SPIS, being based on agricultural activities, follows specific liquidity patterns, such as:

  • irregularity, seasonality;
  • farming-household mix;
  • several cash generating activities (agricultural, non-agricultural);
  • external shocks (climate, weather, pest, disease, prices).

Determining specific loan features (disbursement pattern, repayment rate, collateral, repayment frequency) should be based on cash flow projections of a particular case.

This means for the loan analysis process:

  • in depth understanding of the farm and family economics;
  • strong interaction with the potential borrower;
  • networking with other sources of information in the sector and region;
  • thorough understanding of the market and market trends;
  • excellent staff with innovative attitudes.

SPIS goes along with high initial investment sums. These result in:

  • long repayment periods (15-20 years);
  • a need for high profitability of the SPIS;
  • a need for a grace period at the beginning of the repayment plan.

Note: High installments resulting from very short loan repayment periods can create a threatening liquidity shortage – especially in the first years.

Outcome / Product

  • Cash flow statement (current, projected);
  • Tailor-made disbursement and repayment plan;
  • Financial risk analysis/adjustment;
  • Summarized risk analysis;
  • Tailor-made loan details for decision.

Data Requirements

Collect, compute, prepare:

  • total farm liquidity analysis (including household liquidity analysis (current + projected with SPIS));
  • borrower’s own capital contribution;
  • repayment potential;
  • repayment plan;
  • loan details.

### DATA TO EXAMINE
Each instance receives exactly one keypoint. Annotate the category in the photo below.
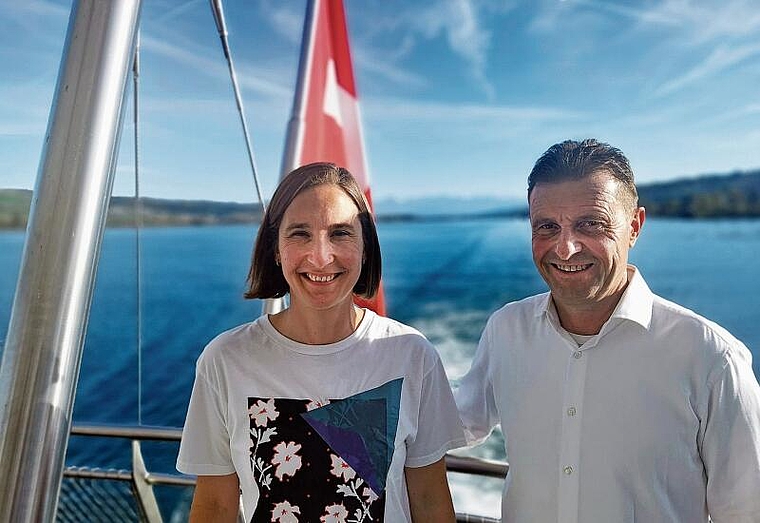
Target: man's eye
...
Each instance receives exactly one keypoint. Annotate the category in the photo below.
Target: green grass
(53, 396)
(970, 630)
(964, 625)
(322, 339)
...
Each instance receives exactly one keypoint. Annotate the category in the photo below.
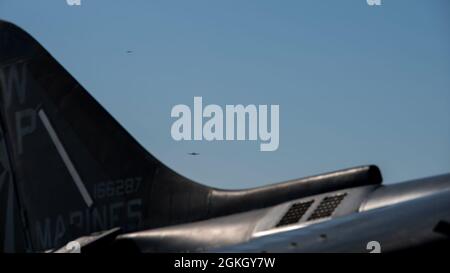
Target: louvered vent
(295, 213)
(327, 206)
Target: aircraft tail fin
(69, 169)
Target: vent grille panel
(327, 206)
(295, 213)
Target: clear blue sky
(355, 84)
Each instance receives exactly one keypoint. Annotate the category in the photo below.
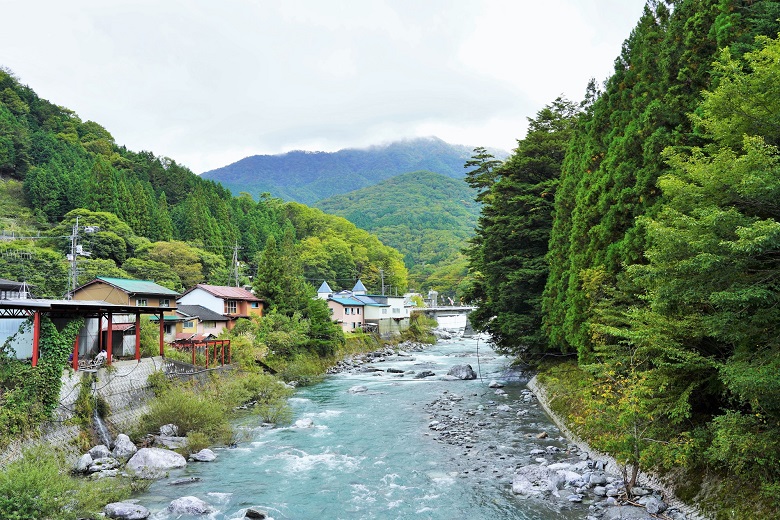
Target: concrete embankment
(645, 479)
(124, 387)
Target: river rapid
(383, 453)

### PROBLEM TO SOLVE
Please quote the full SPIS loan analysis text word for word.

### ANSWER FOR THE TASK
SPIS, being based on agricultural activities, follows specific liquidity patterns, such as:

  • irregularity, seasonality;
  • farming-household mix;
  • several cash generating activities (agricultural, non-agricultural);
  • external shocks (climate, weather, pest, disease, prices).

Determining specific loan features (disbursement pattern, repayment rate, collateral, repayment frequency) should be based on cash flow projections of a particular case.

This means for the loan analysis process:

  • in depth understanding of the farm and family economics;
  • strong interaction with the potential borrower;
  • networking with other sources of information in the sector and region;
  • thorough understanding of the market and market trends;
  • excellent staff with innovative attitudes.

SPIS goes along with high initial investment sums. These result in:

  • long repayment periods (15-20 years);
  • a need for high profitability of the SPIS;
  • a need for a grace period at the beginning of the repayment plan.

Note: High installments resulting from very short loan repayment periods can create a threatening liquidity shortage – especially in the first years.

Outcome / Product

  • Cash flow statement (current, projected);
  • Tailor-made disbursement and repayment plan;
  • Financial risk analysis/adjustment;
  • Summarized risk analysis;
  • Tailor-made loan details for decision.

Data Requirements

Collect, compute, prepare:

  • total farm liquidity analysis (including household liquidity analysis (current + projected with SPIS));
  • borrower’s own capital contribution;
  • repayment potential;
  • repayment plan;
  • loan details.